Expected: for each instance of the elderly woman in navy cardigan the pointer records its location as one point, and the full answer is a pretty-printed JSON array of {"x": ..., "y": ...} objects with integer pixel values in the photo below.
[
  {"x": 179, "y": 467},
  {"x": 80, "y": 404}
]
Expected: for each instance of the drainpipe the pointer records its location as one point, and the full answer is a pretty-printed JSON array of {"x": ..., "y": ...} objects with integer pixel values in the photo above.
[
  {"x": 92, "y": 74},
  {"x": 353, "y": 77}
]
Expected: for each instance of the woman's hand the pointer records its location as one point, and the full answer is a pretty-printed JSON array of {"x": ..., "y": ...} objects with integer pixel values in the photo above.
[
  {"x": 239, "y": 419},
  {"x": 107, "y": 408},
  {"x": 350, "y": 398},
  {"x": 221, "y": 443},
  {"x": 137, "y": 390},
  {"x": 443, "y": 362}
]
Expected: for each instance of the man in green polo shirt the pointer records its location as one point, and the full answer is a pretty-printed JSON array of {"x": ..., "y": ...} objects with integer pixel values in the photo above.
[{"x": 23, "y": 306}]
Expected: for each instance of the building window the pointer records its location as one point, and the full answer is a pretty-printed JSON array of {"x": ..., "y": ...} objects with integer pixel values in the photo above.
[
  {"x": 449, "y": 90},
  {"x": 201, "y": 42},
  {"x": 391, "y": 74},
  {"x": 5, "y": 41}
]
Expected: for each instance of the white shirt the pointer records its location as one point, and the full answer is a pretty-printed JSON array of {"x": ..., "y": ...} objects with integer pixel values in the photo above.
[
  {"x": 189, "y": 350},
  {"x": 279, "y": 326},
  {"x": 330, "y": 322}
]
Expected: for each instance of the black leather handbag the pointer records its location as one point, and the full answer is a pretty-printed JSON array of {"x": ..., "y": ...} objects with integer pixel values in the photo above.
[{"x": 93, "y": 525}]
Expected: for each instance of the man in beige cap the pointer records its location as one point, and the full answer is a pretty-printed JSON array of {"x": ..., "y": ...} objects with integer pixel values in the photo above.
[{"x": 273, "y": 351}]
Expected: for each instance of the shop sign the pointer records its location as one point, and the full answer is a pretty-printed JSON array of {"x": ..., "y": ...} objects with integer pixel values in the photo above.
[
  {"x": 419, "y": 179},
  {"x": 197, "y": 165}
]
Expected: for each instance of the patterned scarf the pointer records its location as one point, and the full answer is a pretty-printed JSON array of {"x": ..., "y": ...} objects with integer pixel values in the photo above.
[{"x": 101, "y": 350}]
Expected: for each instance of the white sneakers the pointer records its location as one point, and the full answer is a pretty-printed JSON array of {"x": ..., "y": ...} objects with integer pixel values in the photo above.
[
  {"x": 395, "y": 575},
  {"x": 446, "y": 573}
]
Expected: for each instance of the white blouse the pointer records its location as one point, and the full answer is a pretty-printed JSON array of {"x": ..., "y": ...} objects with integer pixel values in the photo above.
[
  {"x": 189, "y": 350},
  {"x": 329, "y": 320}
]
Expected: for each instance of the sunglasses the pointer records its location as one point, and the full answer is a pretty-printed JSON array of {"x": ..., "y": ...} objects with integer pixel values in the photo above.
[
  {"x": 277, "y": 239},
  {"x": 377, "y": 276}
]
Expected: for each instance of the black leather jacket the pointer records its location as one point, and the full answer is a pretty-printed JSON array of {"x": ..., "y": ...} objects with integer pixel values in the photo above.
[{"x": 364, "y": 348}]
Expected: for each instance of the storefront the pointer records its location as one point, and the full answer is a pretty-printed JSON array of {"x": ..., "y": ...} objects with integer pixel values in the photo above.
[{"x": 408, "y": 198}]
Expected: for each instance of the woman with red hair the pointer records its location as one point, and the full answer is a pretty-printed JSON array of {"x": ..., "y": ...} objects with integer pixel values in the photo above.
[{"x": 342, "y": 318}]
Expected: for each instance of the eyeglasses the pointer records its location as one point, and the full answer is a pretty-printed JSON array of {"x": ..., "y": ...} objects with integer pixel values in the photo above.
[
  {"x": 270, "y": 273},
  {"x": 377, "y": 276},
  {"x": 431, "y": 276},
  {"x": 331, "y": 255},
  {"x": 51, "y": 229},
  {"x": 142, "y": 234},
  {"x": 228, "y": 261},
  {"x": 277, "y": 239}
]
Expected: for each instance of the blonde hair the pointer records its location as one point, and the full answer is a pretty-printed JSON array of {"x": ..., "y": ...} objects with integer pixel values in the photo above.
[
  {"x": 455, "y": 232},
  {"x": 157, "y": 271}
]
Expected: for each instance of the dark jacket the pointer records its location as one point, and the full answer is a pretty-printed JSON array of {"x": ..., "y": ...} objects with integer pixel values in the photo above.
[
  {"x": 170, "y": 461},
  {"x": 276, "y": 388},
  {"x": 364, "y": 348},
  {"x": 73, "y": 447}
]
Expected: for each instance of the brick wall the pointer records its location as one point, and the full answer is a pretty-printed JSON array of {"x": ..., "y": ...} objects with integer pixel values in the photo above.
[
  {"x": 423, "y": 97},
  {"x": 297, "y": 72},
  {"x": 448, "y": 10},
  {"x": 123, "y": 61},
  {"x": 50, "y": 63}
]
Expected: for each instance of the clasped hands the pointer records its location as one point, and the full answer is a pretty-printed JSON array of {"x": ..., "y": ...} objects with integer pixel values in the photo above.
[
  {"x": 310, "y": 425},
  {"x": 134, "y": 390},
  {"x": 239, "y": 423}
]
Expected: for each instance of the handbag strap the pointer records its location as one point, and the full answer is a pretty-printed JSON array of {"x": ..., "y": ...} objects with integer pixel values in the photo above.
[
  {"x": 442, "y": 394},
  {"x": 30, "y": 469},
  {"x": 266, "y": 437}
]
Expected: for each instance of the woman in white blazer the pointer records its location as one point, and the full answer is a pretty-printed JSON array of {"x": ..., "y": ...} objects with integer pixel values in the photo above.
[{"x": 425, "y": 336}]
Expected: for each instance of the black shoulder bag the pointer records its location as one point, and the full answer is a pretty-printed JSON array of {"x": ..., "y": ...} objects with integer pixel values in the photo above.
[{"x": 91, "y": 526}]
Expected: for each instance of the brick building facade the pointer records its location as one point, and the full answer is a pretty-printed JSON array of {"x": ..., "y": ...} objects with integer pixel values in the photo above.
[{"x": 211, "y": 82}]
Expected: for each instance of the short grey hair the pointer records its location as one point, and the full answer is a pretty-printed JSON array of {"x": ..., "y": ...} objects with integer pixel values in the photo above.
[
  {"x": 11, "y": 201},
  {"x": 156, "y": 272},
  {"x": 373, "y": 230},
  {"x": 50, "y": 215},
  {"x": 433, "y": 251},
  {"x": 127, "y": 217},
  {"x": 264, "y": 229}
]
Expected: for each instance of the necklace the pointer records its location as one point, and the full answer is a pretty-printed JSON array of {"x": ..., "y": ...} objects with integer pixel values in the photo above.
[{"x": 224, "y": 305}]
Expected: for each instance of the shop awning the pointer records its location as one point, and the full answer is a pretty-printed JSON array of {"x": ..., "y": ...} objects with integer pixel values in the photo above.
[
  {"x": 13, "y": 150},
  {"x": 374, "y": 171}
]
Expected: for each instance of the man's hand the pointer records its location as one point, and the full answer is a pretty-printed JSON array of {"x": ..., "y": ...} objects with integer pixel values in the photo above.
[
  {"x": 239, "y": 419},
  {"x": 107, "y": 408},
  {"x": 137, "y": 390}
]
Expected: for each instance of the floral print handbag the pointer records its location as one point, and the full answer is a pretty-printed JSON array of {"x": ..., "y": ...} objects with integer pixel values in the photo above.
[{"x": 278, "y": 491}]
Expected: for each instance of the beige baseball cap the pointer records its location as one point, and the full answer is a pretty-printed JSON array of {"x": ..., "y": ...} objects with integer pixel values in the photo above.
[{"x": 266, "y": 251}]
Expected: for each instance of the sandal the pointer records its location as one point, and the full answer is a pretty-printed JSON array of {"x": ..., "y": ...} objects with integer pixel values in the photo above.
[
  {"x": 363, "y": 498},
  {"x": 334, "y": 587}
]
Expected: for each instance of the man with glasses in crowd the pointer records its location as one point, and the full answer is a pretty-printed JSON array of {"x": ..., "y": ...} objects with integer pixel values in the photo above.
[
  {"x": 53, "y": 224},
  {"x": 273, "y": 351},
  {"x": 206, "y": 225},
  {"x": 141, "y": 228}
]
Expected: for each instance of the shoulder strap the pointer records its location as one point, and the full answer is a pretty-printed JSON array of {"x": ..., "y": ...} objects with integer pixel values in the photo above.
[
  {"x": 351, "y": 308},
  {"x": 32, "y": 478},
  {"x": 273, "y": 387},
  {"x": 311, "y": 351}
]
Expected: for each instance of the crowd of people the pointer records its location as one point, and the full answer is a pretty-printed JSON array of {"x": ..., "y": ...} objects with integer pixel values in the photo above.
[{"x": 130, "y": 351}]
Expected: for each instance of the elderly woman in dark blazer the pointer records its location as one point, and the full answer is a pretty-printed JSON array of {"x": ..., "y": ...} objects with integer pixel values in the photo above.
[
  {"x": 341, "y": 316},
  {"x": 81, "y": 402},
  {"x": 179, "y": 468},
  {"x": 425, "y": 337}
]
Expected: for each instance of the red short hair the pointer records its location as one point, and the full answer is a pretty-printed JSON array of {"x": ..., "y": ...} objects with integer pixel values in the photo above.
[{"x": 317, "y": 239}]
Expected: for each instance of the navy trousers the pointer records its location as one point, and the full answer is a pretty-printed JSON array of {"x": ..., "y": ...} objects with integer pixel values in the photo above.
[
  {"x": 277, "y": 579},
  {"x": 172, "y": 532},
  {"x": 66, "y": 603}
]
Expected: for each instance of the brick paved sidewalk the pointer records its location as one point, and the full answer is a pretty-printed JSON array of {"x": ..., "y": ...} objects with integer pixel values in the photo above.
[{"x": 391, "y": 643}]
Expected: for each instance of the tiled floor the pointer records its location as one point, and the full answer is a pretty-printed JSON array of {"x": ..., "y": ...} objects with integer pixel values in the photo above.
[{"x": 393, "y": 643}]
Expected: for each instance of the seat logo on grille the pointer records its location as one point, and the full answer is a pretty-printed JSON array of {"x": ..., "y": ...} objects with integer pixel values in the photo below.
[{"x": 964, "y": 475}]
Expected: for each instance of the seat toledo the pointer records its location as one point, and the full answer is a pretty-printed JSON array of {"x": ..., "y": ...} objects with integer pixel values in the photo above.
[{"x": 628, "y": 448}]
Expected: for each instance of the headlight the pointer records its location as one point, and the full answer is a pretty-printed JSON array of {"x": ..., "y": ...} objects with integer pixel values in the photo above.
____________________
What is expected:
Only the lines from the one containing "Expected: for each instance of the seat toledo" to the end of the data should be printed, exactly as they stand.

Task output:
Expected: for each instance of the seat toledo the pointer records its location as one point, and the full answer is a pretty-printed JSON array of {"x": ..., "y": ...} objects with integer pixel values in the photo above.
[{"x": 628, "y": 448}]
Expected: for each instance of the headlight the pointer records its location as one point, and the full answer is a pretty-printed JSON array of {"x": ..., "y": ...} objects with integer pixel values in the photo above.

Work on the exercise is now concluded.